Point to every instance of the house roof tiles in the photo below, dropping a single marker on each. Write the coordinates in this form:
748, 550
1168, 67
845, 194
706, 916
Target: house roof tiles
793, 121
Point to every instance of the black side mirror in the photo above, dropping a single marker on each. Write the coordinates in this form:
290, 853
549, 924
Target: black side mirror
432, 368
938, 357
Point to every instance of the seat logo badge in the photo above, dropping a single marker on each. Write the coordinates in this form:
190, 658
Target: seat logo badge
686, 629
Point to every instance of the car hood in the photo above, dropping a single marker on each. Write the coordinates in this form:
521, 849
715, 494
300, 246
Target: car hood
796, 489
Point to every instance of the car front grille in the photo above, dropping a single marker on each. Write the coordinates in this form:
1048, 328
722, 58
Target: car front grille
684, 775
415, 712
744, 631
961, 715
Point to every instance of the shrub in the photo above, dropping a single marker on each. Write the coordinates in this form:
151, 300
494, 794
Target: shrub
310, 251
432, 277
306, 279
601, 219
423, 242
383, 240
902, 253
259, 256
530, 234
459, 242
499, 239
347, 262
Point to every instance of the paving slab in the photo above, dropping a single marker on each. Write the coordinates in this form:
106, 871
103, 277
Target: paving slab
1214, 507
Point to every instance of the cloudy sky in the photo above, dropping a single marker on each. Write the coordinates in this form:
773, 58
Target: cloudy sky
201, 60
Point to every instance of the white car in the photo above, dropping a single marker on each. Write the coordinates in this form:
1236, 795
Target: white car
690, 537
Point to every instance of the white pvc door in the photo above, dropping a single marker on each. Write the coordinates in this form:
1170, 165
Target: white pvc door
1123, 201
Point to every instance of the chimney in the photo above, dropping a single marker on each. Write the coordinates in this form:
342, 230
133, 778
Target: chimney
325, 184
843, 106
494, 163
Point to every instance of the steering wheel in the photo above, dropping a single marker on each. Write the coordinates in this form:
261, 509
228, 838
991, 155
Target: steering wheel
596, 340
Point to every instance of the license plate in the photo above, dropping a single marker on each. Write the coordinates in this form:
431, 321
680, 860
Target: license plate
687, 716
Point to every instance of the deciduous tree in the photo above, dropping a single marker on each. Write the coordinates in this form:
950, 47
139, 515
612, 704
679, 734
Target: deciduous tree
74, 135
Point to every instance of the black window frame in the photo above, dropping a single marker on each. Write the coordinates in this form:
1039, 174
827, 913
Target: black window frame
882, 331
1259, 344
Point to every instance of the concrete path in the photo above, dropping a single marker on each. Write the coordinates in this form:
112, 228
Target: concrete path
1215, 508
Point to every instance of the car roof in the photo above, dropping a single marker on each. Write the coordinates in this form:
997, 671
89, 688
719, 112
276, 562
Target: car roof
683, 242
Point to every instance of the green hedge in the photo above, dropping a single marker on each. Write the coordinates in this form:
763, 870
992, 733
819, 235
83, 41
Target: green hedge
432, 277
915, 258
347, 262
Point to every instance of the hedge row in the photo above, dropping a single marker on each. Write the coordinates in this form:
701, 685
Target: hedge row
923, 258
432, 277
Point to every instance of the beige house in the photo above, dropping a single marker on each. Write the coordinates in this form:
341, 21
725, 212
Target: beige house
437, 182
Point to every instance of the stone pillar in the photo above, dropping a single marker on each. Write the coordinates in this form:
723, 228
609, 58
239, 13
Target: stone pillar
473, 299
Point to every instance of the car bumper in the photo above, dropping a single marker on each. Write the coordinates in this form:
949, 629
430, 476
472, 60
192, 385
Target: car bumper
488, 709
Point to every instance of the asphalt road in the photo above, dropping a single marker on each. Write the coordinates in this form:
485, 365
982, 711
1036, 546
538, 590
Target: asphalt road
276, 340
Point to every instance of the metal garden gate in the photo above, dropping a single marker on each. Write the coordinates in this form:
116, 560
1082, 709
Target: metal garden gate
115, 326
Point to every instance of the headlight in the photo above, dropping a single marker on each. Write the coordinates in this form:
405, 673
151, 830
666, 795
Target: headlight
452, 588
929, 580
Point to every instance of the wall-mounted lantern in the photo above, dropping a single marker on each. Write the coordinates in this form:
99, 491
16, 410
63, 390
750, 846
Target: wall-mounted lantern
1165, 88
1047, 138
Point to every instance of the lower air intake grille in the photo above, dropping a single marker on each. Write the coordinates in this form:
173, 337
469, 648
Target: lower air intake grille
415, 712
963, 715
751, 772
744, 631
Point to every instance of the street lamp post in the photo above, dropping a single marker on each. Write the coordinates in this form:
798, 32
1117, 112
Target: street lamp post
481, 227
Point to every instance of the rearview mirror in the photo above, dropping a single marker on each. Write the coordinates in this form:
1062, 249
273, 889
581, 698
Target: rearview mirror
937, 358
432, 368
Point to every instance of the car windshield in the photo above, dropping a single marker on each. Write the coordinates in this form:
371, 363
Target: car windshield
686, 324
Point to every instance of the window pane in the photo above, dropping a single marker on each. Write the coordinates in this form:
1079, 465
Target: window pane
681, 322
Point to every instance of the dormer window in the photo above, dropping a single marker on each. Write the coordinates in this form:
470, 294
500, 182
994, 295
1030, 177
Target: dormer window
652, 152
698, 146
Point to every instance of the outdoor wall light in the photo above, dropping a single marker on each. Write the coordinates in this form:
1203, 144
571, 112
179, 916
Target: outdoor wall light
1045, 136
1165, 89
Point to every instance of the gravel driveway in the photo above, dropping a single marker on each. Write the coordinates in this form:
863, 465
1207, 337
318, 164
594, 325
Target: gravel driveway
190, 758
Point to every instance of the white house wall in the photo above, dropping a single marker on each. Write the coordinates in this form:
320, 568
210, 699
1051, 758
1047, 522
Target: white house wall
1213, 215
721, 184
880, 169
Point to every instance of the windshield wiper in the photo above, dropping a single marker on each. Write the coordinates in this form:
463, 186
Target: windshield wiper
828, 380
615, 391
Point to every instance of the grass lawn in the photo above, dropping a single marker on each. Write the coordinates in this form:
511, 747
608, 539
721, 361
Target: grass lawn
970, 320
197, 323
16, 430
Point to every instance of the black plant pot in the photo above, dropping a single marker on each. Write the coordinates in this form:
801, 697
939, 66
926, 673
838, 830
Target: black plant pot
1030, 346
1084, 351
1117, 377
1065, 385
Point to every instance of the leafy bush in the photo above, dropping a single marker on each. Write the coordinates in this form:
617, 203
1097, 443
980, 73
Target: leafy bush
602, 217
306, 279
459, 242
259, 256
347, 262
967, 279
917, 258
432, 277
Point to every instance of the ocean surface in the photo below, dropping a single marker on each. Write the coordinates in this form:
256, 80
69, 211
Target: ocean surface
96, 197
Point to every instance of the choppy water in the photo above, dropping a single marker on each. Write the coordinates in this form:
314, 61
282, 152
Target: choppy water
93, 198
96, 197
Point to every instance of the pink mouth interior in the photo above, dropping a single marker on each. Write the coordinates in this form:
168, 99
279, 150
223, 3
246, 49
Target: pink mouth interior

........

#### TASK BRIEF:
Using the data above, return each line exactly as written.

#### RESULT OF THIS TASK:
Point to every instance of the house roof tiles in the photo below, dropping a single marker on each. Write the coordinates in this form:
748, 550
1168, 67
845, 194
706, 916
Target: house roof tiles
793, 121
Point to every instance of the black side mirror in the photo above, dropping a single marker on each. Write the coordinates in this form:
290, 853
549, 924
Target: black side mirror
432, 368
938, 357
Point to every instance of the seat logo badge in the photo above, dropping a single marker on each. Write the coordinates in this form:
190, 658
Target: seat logo badge
686, 629
Point to every instance of the car hood in the photo above, dropping a single marker on each. Write the coordinates in this form:
521, 849
715, 494
300, 246
Target: car hood
796, 489
Point to every instance of the car front grille in the photo above, dropping a single marker on each. Write the coordinates in this form:
1048, 328
722, 58
Target: car front grille
684, 775
415, 712
744, 631
961, 715
Point to every instance of the shrub in the photo above, dropping a single marker on each. Write the coordinates in this form:
151, 300
494, 794
Target: shrub
310, 251
432, 277
306, 279
601, 219
423, 242
383, 240
902, 253
259, 256
530, 234
459, 242
499, 239
347, 262
Point to every instance of the paving slab in the photo above, dropping a single marker on each. Write the coordinates in this form:
106, 871
103, 277
Target: paving slab
1214, 507
Point to every instance of the cloudy sky in the photo above, dropping a single marker on each. Write the coordinates in this form:
773, 58
Target: cloudy sky
201, 60
Point to every instance of the white car in the photo above, dropping a single marker on each. Write the coordinates in this form:
1236, 795
Target: white car
690, 537
Point to every instance of the white pvc door in the photo above, dropping a single marker on each. Write the coordinates in this form:
1170, 165
Target: white pvc door
1123, 201
Point to every instance of the chimney in the photo above, dropping a single marker on each. Write the coordinates in this form:
342, 230
133, 778
Target: chimney
325, 184
843, 106
494, 163
Point to every instance of the steering wheel in the photo above, dropping a single marker on each. Write the coordinates in this form:
261, 509
228, 838
991, 155
Target: steering wheel
596, 340
Point to every instance of the license plate in the photo above, dropping a single marker on each. Write the coordinates in this form:
431, 321
680, 860
Target: license plate
687, 716
Point to every instance of the deciduous tree in the photo above, dropping a single marker on each. Write the coordinates in this form:
950, 47
139, 515
612, 704
679, 734
Target: deciduous tree
74, 135
Point to every instance of the black window frame in the photo above, dropping a single marker on each. Write the coordinates in this form:
1039, 174
827, 913
Target: black window frame
882, 331
1259, 344
Point to every instance of the concrete path in the photo above, dropping a single marker on each. Write the coordinates in this form:
112, 228
Target: concrete path
1215, 508
Point to every instance of the car roof in the photo above, dropping a single marker on each. Write the coordinates in this form:
997, 671
89, 688
719, 112
276, 562
Target: car roof
683, 242
Point to every instance of the green hedge in the photo above, dropping a single marker on each. Write the coordinates in this form:
763, 870
992, 733
819, 235
83, 41
Target: green hedge
432, 277
915, 258
347, 262
Point to every instance of the hedge row in the photo above, dropping a single marker on each. Write the coordinates in this form:
701, 685
Target: hedge row
923, 258
432, 277
Point to every instance of the beige house in the photo above, dropping a single marker on each. Write the coordinates in this form:
341, 21
725, 212
Target: beige house
437, 182
Point to every instance of the stone pillar in the photo above, dropping a single marker on each. Write the coordinates in this form:
723, 228
609, 58
239, 13
Target: stone pillar
473, 299
Point to every instance of the car bumper in the photo above, dropping a single marker on each. Write the coordinates in this form:
949, 629
430, 476
472, 60
192, 385
Target: car bumper
488, 709
Point to every instance of the asphalt road in the photo above, dropping a single marker on each. Write the coordinates in this form:
485, 365
982, 711
1036, 546
538, 590
Target: asphalt road
276, 340
Point to every instance of the metal garden gate in the photo above, dropping a single marker on each. Write the coordinates in this form:
116, 560
1082, 709
Target: metal garden gate
115, 326
Point to every instance of the headlight in the photo above, dropping a single marker on each. Write the coordinates in this form:
405, 673
151, 830
666, 795
Target: headlight
452, 588
929, 580
Point to every instance of the wall-mounted lantern in the photo above, dropping a single marker on each. Write the coordinates in this form:
99, 491
16, 410
63, 390
750, 846
Target: wall-mounted lantern
1165, 88
1047, 138
Point to every instance of the lower air intake grille in the photo above, dropping a single marker on each. Write the coordinates in this form:
173, 337
469, 648
Target: lower air intake grille
415, 712
963, 715
751, 772
744, 631
Point to every instance of the street lamp post in the photo above, dropping a single marker on each. Write the coordinates in this form:
798, 32
1117, 112
Target: street lamp post
481, 227
Point to every instance of the rearview mirror in the photo above, dropping a single marker on each. Write the coordinates in this form:
1062, 249
273, 889
581, 698
Target: rearview mirror
937, 358
432, 368
Point to every instance of the car windshield in the photo above, dropping a single marker on each. Write the coordinates in this form:
371, 363
Target: car windshield
686, 324
Point to every instance of the window pane in the photo above, dropping a single marker on each. Write the coordinates in this form:
1079, 465
Target: window pane
681, 322
Point to every instance of the dormer window in the photo above, dropping a single marker on each. Write the coordinates in this form:
470, 294
500, 182
994, 295
1030, 177
Target: dormer window
652, 152
698, 146
Point to every instance of the outdoor wall light in the photo above, dropping a single marker on each. Write the coordinates in this form:
1203, 144
571, 112
179, 916
Target: outdoor wall light
1045, 136
1165, 89
Point to every instance of the gravel driveway in the photo above, dropping a single marker on each. Write the coordinates in this form:
863, 465
1207, 337
318, 164
594, 325
Target: gravel driveway
190, 758
Point to every instance of the white house wall in the photo above, dropping a single marker on each. Write the coordinates in this form:
320, 568
210, 699
1051, 758
1047, 522
Target: white house wall
1213, 215
721, 184
880, 169
Point to every instance of the windshield wiper in the photo above, dropping a single marker on each. Write the coordinates in this form:
463, 186
Target: windshield wiper
828, 380
615, 391
Point to every instance of the grass lawn in the photo above, dropping a single marker on each. Write the coordinates in this form:
511, 747
608, 539
721, 361
Target: grass lawn
970, 320
197, 323
16, 430
Point to every instance of the black plant pot in the photo above, dropping a single marker on each. Write the coordinates in this form:
801, 697
939, 66
926, 673
838, 830
Target: black plant pot
1030, 346
1084, 351
1117, 377
1065, 385
Point to every instance of the leafy bush in the photo above, dropping a single marker on each. Write the coordinates in this form:
617, 203
1097, 443
980, 73
Target: leafy bush
602, 217
306, 279
459, 242
259, 256
347, 262
967, 279
917, 258
432, 277
Point to every instance of the ocean surface in the photo below, dropping a single marker on each. Write the coordinates in this form:
256, 80
69, 211
Target: ocean surface
96, 197
Point to every instance of the choppy water in the photo above, dropping a single marker on each. Write the coordinates in this form:
314, 61
282, 152
Target: choppy water
93, 198
96, 197
Point to every instance of the pink mouth interior in the photo above, dropping a single marker on each. Write the coordinates in this form:
168, 99
279, 150
223, 3
246, 49
Target: pink mouth interior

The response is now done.